▶ **Directions for this task**: Everything from the line with "Exercise. Identify the ring-necked" to the final line of the records should be reproduced word for word, with both of those lines kept.

▶ **Records for this exercise**:
════════════════

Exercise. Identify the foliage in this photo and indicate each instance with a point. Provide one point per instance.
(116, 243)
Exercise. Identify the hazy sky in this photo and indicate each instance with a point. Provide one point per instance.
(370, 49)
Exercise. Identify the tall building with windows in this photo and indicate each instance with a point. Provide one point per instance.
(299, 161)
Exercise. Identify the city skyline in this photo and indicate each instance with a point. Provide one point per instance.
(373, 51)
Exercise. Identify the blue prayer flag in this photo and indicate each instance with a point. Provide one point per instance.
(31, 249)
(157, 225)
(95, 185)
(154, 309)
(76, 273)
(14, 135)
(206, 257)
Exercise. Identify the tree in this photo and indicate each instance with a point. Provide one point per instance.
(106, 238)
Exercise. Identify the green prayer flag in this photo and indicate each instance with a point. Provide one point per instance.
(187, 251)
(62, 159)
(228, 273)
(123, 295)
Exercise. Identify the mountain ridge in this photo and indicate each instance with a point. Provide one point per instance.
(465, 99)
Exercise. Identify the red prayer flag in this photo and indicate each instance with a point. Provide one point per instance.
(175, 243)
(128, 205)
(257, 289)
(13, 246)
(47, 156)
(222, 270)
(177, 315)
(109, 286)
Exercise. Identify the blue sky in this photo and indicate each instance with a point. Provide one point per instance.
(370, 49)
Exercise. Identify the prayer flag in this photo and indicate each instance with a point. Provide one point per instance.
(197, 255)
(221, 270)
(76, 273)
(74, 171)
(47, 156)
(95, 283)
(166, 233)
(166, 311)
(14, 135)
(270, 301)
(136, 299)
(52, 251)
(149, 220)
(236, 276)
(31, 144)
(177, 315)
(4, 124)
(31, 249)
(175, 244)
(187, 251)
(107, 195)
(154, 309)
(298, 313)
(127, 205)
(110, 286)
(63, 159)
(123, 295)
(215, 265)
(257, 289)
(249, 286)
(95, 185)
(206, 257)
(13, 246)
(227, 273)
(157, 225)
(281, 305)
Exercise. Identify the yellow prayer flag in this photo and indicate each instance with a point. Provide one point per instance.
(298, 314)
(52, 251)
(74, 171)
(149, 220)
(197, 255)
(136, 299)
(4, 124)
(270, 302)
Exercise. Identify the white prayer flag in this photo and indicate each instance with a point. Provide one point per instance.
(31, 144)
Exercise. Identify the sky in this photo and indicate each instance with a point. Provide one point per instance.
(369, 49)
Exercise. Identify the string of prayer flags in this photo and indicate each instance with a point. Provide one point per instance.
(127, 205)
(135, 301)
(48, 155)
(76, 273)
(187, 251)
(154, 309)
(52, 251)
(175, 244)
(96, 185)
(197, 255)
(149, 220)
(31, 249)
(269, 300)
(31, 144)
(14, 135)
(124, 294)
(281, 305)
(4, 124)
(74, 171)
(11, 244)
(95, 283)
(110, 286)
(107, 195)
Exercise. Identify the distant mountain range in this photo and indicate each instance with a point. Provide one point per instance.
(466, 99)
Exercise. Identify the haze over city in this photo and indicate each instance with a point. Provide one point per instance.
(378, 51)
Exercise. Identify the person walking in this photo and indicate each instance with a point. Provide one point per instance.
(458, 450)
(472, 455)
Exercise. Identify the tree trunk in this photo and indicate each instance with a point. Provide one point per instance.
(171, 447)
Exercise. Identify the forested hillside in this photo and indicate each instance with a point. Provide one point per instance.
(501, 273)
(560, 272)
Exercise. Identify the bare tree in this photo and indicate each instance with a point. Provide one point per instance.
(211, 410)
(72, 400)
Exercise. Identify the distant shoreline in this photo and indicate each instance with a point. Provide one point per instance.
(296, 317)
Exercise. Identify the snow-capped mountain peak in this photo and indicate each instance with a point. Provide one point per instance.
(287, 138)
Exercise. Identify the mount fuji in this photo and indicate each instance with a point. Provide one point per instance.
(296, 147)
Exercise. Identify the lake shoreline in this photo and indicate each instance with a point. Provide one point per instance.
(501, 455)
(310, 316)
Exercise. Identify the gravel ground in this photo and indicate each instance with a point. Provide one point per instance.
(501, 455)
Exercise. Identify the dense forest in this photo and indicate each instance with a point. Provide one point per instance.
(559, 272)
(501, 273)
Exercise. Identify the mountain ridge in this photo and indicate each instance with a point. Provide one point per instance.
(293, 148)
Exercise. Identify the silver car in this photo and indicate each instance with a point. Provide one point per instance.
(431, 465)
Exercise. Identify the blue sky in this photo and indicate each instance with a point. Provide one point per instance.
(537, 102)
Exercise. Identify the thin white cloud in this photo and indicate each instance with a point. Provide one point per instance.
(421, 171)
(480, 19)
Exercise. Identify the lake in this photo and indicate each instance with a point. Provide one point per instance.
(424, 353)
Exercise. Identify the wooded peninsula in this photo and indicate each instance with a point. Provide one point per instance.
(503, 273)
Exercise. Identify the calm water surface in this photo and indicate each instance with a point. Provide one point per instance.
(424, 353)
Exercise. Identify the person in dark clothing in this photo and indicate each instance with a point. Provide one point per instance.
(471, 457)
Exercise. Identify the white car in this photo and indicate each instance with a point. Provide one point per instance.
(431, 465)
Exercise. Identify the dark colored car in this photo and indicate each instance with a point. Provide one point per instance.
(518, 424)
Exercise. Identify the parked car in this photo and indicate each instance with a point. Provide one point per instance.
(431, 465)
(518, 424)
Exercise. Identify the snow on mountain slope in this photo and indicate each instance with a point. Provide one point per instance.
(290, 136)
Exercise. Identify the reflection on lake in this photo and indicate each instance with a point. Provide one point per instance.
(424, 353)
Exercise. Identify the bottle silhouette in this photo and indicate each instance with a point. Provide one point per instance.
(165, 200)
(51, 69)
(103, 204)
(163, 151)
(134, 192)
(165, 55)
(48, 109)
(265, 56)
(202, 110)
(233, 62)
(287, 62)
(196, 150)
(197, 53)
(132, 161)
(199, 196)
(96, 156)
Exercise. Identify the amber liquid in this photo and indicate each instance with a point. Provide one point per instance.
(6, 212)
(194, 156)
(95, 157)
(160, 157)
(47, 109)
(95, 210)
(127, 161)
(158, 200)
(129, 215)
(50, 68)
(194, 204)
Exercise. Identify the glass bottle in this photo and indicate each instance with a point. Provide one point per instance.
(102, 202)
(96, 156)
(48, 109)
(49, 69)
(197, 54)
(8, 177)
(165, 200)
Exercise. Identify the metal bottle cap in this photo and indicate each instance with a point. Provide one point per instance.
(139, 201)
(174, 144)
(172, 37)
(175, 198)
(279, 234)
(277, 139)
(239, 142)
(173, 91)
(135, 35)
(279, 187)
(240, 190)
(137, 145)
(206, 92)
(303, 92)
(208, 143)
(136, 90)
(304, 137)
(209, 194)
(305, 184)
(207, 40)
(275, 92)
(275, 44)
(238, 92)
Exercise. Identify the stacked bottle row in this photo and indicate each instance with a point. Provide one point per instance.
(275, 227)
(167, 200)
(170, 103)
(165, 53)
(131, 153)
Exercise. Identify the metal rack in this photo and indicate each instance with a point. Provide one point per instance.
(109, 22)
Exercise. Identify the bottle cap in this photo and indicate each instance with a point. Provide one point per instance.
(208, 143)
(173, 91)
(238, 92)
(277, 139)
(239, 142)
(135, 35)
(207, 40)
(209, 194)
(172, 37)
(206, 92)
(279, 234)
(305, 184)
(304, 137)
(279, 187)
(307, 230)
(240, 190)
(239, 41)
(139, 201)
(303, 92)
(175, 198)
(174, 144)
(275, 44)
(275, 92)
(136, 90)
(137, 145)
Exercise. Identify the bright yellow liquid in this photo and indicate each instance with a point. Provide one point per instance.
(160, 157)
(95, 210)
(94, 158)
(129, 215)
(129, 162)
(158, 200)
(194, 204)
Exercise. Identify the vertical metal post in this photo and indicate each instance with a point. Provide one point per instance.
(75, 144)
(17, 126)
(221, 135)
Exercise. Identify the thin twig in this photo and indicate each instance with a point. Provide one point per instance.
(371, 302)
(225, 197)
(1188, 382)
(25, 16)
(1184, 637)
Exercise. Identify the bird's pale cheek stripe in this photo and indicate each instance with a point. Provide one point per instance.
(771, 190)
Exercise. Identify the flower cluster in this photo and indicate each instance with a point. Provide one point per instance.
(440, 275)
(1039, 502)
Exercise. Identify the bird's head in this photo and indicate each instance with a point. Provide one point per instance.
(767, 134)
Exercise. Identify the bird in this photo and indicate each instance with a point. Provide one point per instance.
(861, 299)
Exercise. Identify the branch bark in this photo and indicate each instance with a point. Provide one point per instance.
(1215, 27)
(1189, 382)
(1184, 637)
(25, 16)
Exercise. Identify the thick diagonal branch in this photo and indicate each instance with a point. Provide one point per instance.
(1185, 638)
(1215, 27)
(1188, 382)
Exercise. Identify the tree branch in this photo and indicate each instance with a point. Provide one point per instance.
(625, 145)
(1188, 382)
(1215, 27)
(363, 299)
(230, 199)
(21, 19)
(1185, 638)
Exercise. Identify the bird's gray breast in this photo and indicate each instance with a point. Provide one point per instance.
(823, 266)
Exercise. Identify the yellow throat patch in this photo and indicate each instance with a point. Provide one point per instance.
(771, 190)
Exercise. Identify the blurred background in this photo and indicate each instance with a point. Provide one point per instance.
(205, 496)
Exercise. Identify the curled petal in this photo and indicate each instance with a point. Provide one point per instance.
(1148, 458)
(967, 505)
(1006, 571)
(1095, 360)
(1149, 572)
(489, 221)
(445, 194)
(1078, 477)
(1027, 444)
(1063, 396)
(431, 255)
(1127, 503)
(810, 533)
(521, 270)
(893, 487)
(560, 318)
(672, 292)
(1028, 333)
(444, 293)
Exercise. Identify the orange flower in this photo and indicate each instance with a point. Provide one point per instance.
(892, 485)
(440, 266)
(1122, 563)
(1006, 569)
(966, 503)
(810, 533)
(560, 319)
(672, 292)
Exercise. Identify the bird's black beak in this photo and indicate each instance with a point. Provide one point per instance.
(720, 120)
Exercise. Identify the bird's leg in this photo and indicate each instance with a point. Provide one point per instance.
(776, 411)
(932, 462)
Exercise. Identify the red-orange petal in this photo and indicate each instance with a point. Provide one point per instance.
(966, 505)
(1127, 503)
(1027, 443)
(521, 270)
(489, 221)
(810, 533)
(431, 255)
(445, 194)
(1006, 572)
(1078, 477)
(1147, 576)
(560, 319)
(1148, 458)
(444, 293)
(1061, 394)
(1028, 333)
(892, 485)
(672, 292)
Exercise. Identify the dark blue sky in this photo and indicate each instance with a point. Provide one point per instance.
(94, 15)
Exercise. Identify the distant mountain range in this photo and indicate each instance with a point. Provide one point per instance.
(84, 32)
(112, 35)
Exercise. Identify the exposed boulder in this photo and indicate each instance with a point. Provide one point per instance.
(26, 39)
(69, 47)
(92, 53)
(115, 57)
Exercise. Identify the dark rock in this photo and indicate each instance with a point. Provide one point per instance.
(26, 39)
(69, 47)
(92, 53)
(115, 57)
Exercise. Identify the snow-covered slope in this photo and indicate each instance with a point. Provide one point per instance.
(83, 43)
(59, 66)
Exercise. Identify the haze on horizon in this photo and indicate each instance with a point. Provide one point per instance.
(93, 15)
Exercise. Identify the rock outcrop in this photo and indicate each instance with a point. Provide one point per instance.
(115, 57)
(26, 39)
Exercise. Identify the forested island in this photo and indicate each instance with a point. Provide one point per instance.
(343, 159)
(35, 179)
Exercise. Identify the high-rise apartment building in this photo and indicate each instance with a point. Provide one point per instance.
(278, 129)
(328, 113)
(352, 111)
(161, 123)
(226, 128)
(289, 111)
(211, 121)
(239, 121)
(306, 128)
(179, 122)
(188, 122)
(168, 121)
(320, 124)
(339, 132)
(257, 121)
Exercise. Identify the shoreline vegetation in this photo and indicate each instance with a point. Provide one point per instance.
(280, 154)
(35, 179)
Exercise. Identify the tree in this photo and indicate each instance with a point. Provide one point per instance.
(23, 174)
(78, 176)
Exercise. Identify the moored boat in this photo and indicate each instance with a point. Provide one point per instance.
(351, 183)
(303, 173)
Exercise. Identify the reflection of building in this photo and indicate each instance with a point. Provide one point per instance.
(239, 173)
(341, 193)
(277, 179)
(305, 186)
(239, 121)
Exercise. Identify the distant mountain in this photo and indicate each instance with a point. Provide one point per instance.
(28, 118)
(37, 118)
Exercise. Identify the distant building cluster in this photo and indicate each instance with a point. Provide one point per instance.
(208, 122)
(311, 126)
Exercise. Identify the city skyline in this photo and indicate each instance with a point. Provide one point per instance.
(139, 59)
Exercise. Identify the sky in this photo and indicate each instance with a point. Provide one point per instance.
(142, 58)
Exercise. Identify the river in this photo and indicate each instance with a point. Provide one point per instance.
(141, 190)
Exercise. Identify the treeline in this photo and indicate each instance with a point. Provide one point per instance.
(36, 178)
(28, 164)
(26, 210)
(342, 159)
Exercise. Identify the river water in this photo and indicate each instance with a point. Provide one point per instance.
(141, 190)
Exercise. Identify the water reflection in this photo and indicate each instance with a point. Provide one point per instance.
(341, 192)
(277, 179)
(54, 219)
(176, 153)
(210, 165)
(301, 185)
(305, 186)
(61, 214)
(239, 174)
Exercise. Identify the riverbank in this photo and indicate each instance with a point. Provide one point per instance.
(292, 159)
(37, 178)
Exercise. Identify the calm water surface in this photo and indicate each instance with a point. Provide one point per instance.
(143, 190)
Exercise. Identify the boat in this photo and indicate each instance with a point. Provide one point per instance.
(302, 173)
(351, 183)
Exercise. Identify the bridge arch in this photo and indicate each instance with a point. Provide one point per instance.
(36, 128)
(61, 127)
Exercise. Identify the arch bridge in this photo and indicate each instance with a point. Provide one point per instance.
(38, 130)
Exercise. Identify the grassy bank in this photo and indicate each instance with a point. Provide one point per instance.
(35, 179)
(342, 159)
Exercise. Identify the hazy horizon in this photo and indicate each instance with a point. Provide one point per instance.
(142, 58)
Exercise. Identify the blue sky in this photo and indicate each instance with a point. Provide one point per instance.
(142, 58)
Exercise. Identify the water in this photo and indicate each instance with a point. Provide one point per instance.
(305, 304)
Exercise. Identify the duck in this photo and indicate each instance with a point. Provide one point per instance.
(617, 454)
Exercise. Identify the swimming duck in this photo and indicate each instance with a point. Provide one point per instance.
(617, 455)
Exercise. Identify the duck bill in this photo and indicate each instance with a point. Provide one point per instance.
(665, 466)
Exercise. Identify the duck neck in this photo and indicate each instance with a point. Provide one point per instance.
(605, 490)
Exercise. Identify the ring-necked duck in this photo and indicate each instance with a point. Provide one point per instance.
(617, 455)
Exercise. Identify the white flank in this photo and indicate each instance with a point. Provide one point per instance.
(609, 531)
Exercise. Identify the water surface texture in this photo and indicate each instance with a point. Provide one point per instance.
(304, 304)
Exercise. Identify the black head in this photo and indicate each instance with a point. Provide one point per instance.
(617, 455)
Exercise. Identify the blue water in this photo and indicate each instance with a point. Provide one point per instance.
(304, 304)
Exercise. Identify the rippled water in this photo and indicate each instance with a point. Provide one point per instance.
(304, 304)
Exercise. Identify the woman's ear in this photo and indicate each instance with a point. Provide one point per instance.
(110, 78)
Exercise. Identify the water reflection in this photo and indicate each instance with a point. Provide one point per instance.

════════════════

▶ **Final answer**:
Exercise. Identify the ring-necked duck in this photo and indicate each instance with a point. Provide one point per instance.
(617, 455)
Exercise. Identify the white flank in this photo and indicate each instance with a point. Provide one point per instance.
(609, 531)
Exercise. Identify the water surface texture in this photo and indicate each instance with a point. Provide one point per instance.
(304, 304)
Exercise. Identify the black head in this photo and indicate each instance with a point. Provide one point per instance.
(617, 455)
Exercise. Identify the blue water in this photo and indicate each instance with a point. Provide one point per instance.
(304, 304)
Exercise. Identify the rippled water in this photo and indicate each instance with a point. Provide one point per instance.
(304, 304)
Exercise. Identify the woman's ear in this photo and indicate each instance with a point. Provide one point per instance.
(110, 78)
Exercise. Identify the water reflection in this photo and indicate each instance with a point. Provide one point per instance.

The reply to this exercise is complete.